**What to work on:**
Your answer should be only the lines below from the one with "Reviewer note: every instance of the palm" to the one with "pixel 165 52", repeated exactly, ends included.

**Data for review:**
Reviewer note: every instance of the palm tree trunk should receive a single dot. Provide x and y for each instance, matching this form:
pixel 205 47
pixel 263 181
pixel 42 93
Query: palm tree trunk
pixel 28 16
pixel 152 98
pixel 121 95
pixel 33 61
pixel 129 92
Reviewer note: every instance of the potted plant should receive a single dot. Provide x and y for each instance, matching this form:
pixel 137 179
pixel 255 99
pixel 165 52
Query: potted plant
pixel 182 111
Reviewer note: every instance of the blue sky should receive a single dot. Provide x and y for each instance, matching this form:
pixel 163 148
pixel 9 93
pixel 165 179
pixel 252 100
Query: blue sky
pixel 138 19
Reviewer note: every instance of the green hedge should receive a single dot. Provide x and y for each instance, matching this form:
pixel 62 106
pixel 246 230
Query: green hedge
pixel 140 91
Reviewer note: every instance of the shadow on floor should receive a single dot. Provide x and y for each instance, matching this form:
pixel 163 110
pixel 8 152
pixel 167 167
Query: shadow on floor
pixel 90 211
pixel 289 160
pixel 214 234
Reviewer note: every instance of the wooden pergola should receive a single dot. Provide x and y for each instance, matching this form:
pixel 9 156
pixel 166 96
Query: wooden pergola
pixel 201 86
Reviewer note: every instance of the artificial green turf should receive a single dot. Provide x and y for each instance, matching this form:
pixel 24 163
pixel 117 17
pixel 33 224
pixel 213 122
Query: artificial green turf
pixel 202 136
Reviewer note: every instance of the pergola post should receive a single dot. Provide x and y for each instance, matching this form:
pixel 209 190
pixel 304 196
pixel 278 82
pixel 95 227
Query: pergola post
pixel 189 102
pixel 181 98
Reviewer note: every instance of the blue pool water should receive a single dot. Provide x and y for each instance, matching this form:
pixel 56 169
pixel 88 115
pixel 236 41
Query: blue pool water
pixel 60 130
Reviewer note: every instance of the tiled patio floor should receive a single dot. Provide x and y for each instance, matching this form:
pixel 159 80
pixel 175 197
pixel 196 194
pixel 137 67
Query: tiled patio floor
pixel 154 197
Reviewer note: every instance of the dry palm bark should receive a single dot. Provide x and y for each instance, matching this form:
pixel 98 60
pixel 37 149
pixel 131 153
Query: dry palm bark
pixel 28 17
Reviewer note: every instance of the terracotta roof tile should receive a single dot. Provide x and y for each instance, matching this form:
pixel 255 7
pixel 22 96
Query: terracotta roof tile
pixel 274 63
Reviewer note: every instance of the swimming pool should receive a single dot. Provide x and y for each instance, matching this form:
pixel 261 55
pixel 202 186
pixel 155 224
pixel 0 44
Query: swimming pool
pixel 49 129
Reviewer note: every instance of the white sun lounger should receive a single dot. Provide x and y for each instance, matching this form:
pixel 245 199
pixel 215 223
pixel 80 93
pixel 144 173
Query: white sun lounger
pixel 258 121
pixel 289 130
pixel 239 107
---
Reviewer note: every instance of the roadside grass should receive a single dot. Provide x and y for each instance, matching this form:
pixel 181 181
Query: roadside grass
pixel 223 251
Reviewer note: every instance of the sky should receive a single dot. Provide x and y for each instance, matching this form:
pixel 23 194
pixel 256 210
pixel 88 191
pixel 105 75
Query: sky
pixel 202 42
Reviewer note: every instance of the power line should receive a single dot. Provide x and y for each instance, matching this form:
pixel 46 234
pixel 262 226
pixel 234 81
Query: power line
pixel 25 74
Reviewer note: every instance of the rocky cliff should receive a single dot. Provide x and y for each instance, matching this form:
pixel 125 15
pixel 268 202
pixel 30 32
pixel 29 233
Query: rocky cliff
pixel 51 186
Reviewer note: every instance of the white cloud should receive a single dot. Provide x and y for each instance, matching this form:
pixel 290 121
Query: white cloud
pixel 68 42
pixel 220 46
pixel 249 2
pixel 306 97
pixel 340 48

**Task response:**
Reviewer note: every instance of the palm tree trunk should receive a single dot. Provide x and y for each instance, matching this form:
pixel 205 47
pixel 263 181
pixel 42 93
Query: palm tree trunk
pixel 28 16
pixel 152 98
pixel 121 95
pixel 33 61
pixel 129 92
Reviewer note: every instance of the potted plant should receive a single dot. Provide x and y for each instance, matching this form:
pixel 137 179
pixel 255 99
pixel 165 52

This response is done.